> **Set task**
Convert the records into a JSON list of strings with one string per line, leaving out blank lines. Include only the lines from the one containing "Objective — for every instance of the tall" through the end of the records, both ends included.

> **Records supplied**
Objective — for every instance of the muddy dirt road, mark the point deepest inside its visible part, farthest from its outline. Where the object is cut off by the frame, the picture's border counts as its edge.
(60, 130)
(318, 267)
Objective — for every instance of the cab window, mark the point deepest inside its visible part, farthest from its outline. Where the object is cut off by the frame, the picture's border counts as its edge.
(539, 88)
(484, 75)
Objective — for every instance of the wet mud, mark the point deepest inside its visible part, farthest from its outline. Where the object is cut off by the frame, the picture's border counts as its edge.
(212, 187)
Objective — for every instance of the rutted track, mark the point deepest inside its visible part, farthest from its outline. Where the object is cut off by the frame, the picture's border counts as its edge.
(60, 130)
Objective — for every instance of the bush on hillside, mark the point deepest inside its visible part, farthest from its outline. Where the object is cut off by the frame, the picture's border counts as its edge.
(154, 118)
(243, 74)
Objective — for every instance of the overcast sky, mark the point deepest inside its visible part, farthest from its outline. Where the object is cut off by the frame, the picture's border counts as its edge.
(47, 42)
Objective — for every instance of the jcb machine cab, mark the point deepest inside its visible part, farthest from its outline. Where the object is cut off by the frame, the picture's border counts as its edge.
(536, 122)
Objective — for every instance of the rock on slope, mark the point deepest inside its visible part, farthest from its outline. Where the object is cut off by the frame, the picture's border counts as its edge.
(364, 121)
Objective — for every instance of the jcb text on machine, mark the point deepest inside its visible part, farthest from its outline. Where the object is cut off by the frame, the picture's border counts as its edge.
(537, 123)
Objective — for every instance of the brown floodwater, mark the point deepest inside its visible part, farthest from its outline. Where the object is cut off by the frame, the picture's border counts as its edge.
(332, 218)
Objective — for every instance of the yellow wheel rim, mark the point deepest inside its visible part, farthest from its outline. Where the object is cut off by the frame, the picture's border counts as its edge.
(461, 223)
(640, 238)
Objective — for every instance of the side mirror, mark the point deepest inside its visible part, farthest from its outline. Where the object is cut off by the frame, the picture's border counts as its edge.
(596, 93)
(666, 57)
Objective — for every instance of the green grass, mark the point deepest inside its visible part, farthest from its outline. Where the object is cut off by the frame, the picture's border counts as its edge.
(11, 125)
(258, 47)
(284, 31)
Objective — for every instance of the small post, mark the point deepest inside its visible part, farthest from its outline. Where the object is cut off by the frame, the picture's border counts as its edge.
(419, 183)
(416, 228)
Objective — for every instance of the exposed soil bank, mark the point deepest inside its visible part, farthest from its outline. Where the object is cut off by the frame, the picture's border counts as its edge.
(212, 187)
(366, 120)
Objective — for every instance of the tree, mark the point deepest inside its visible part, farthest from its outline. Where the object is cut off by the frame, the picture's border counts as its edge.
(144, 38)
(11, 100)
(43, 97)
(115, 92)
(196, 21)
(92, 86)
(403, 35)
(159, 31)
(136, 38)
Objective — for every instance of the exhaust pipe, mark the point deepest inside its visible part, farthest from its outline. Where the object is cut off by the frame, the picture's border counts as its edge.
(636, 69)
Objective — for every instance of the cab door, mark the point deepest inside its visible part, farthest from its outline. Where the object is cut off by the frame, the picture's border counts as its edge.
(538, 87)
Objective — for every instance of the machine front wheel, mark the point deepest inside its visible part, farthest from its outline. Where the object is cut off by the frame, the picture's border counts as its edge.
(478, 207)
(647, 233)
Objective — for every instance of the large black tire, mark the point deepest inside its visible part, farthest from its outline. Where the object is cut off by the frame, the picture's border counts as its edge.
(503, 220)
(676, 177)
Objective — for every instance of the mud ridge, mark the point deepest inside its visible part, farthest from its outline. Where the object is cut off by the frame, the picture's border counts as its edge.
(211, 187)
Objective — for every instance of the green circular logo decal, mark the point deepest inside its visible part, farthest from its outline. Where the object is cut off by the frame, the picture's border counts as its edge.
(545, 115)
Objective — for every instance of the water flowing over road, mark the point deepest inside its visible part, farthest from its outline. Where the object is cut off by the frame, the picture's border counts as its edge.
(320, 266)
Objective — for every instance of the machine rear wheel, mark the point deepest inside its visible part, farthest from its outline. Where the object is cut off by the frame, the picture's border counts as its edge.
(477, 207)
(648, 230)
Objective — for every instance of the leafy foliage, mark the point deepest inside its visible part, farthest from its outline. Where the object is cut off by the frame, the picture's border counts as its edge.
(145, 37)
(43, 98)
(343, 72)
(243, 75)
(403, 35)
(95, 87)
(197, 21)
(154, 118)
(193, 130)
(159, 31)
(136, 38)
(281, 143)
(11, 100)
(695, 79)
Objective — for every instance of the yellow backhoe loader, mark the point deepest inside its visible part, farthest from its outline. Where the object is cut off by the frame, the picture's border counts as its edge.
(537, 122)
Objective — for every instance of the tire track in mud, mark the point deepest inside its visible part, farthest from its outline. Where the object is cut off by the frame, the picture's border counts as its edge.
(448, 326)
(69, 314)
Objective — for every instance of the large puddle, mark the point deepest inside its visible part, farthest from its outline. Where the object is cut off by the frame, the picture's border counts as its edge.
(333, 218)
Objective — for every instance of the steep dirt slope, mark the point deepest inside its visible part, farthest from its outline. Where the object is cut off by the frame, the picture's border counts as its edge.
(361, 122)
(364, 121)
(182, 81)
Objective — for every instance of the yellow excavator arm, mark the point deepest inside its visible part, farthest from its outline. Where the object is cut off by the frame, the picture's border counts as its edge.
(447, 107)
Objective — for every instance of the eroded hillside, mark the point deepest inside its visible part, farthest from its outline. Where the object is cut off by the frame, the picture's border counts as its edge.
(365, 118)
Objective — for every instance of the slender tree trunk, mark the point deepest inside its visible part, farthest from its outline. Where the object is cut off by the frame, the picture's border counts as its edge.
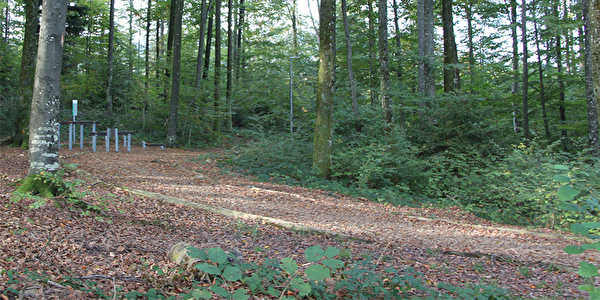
(525, 71)
(515, 63)
(561, 85)
(27, 72)
(217, 78)
(111, 42)
(230, 67)
(372, 73)
(203, 19)
(425, 47)
(384, 63)
(175, 36)
(451, 73)
(323, 137)
(45, 105)
(209, 35)
(349, 59)
(592, 69)
(542, 86)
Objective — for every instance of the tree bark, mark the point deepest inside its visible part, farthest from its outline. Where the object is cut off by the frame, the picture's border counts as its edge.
(177, 10)
(111, 41)
(525, 72)
(591, 15)
(349, 59)
(45, 105)
(323, 137)
(384, 63)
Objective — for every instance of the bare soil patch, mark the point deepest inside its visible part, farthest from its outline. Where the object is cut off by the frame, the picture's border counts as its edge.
(120, 245)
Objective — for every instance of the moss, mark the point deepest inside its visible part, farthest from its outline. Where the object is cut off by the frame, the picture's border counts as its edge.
(41, 186)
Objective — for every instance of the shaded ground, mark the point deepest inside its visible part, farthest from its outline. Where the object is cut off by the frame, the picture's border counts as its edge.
(133, 233)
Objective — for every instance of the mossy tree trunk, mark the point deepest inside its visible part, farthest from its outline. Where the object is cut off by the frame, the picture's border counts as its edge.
(323, 139)
(43, 124)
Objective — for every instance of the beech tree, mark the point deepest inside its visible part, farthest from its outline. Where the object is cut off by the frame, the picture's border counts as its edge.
(323, 136)
(45, 105)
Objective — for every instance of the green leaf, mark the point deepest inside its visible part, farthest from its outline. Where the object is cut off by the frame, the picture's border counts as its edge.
(217, 255)
(289, 265)
(591, 225)
(317, 272)
(577, 228)
(331, 252)
(572, 249)
(314, 253)
(220, 291)
(232, 273)
(240, 294)
(569, 206)
(302, 287)
(567, 193)
(208, 268)
(587, 270)
(586, 288)
(199, 293)
(333, 263)
(562, 178)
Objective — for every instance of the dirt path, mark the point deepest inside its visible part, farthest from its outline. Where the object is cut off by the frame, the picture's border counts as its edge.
(194, 176)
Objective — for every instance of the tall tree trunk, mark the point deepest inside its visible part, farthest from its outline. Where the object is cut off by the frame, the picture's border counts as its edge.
(425, 47)
(323, 137)
(111, 42)
(542, 86)
(175, 36)
(372, 73)
(515, 63)
(217, 78)
(592, 70)
(230, 67)
(525, 72)
(384, 63)
(561, 85)
(349, 59)
(45, 105)
(209, 35)
(199, 63)
(451, 73)
(27, 75)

> **Exercise answer**
[
  "Objective — for every instance of the tall tree trunk, mark the point deepest inside its visible part, farthest from its outline. Where the object is cut off by the frame, the picture's border counts as its edge.",
  "(425, 47)",
  "(323, 137)",
  "(111, 42)",
  "(542, 86)",
  "(175, 36)",
  "(372, 73)",
  "(515, 63)",
  "(217, 78)",
  "(592, 70)",
  "(230, 67)",
  "(525, 72)",
  "(384, 63)",
  "(561, 85)",
  "(349, 59)",
  "(45, 105)",
  "(209, 35)",
  "(199, 63)",
  "(451, 73)",
  "(27, 75)"
]